▸ TASK INSTRUCTIONS:
In the text about Pashler below, copy word for word the part that begins with the words "In 2008 (with" and ends with "to pro-liberty views.".

In 2006, US Department of Education commissioned Pashler to lead a review of cognitive science findings that could best help guide teachers in scientifically validated instructional practices. The resulting Practice Guide is distributed by the department and is available free of charge on the department's website.

In 2008 (with Edward Vul) Pashler showed that the famous Wisdom of Crowds Effect first noted by Francis Galton could be elicited within a single individual. Averaging two estimates from the same person (their first-choice answer and a second answer elicited later) produced an improvement in accuracy equal to about 1/3 the benefit obtained by averaging estimates from two different people. This discovery, termed the “Inner Crowd Effect” by The Economist helped prompt follow-up research examining potential new methods of improving human judgment accuracy.
Pashler has also published several articles on varied topics in political psychology, including biases in perception of newsworthiness and attitudes to pro-liberty views.

==Controversies==
In 2008, Pashler (along with Vul, Harris, and Winkielman) published a paper initially entitled “Voodoo Correlations in Social Neuroscience” arguing that many of the most prominent research articles in cognitive and social neuroscience had made statistical errors resulting in gross over-estimation of brain-behavior correlation values. The paper (published under the milder title "Puzzlingly Large Correlations...") produced an intense controversy that was covered in popular media as well as academic press. Some writers have pointed to this paper as having helped launch the current period of intensive methodological debate and controversy in behavioral science Statistical practices in brain imaging field appear to have changed in response to the paper with increased use of cross-validation.

In 2009, Pashler chaired a review commissioned by the American Psychological Society examining the validity of the concept of learning styles The review concluded that widely accepted ideas about learning styles lacked serious empirical support and recommended that educators should not base instructional practices on these notions. These conclusions have prompted extensive controversy in the education field. Pashler has also been an outspoken proponent of efforts to increase replicability in psychological research, arguing that many very well-known findings in areas like social cognition and social psychology should not be believed due to statistical errors, publication bias, and other problems. Together with E. J. Wagenmakers, he edited the special issue of the Perspectives on Psychological Science which appears to have introduced the term ‘Replicability Crisis’ in reference to the current state of social and behavioral science.

▸ DATA EXCERPTS:
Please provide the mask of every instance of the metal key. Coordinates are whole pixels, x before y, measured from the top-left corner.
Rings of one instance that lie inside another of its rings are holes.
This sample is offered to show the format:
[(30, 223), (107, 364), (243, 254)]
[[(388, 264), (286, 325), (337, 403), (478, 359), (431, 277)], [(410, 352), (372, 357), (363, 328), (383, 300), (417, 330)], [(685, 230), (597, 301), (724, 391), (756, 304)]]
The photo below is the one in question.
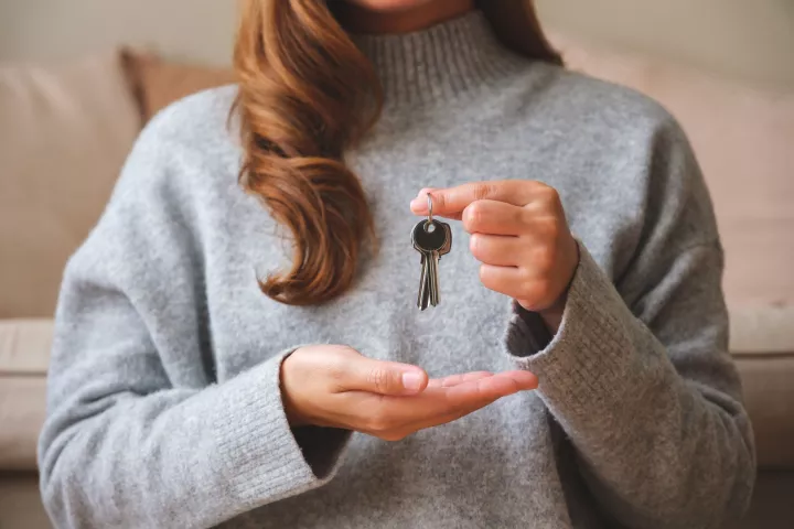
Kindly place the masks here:
[(452, 249), (452, 230), (446, 223), (433, 220), (432, 198), (428, 196), (428, 219), (414, 227), (414, 248), (421, 255), (421, 278), (417, 306), (422, 311), (440, 302), (438, 261)]

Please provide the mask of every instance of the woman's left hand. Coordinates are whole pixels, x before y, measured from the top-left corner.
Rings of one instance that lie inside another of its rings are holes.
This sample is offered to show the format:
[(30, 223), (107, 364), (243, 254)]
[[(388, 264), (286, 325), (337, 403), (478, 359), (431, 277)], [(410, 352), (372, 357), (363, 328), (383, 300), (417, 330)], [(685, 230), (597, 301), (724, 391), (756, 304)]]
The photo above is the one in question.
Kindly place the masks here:
[(411, 202), (416, 215), (428, 214), (428, 193), (433, 215), (462, 220), (472, 234), (483, 285), (540, 313), (557, 332), (579, 263), (579, 245), (557, 191), (523, 180), (426, 188)]

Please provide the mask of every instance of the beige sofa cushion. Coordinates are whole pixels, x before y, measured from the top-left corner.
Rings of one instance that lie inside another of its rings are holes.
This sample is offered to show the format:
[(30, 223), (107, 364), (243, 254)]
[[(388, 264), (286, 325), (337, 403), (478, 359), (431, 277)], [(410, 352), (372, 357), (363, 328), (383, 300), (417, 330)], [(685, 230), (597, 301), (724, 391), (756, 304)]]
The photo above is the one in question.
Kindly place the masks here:
[(682, 122), (715, 201), (728, 300), (761, 309), (794, 304), (794, 90), (559, 33), (552, 39), (571, 68), (635, 88)]
[(131, 51), (126, 53), (126, 57), (136, 79), (146, 121), (183, 97), (235, 82), (230, 69), (173, 63)]
[(0, 65), (0, 317), (52, 315), (139, 130), (118, 53)]
[(35, 468), (52, 320), (0, 320), (0, 469)]

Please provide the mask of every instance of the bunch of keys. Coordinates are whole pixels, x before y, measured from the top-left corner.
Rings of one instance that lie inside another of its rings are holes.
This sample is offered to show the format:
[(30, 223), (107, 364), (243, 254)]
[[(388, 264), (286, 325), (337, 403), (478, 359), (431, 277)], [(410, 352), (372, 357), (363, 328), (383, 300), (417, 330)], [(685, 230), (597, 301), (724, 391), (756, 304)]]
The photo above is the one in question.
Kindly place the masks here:
[(437, 306), (439, 296), (438, 262), (441, 256), (452, 250), (452, 230), (449, 224), (432, 218), (432, 197), (428, 194), (428, 218), (414, 227), (411, 233), (414, 248), (421, 255), (421, 279), (417, 306), (425, 311), (429, 305)]

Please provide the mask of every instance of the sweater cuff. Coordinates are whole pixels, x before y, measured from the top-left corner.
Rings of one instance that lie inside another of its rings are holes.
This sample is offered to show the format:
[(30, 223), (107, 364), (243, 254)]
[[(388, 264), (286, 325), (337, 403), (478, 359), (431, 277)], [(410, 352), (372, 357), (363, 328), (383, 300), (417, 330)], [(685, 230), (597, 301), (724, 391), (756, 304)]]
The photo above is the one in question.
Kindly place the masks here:
[(230, 492), (255, 508), (320, 487), (335, 475), (352, 432), (312, 429), (305, 453), (281, 399), (281, 364), (289, 349), (218, 387), (214, 418), (219, 460)]
[(514, 306), (505, 346), (519, 369), (537, 375), (543, 397), (587, 413), (593, 404), (619, 402), (627, 371), (642, 359), (633, 343), (636, 333), (629, 330), (635, 324), (633, 314), (584, 245), (579, 248), (579, 267), (557, 334), (538, 350), (537, 333), (523, 309)]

▸ TASK RESULT:
In 2008 (with Edward Vul) Pashler showed that the famous Wisdom of Crowds Effect first noted by Francis Galton could be elicited within a single individual. Averaging two estimates from the same person (their first-choice answer and a second answer elicited later) produced an improvement in accuracy equal to about 1/3 the benefit obtained by averaging estimates from two different people. This discovery, termed the “Inner Crowd Effect” by The Economist helped prompt follow-up research examining potential new methods of improving human judgment accuracy.
Pashler has also published several articles on varied topics in political psychology, including biases in perception of newsworthiness and attitudes to pro-liberty views.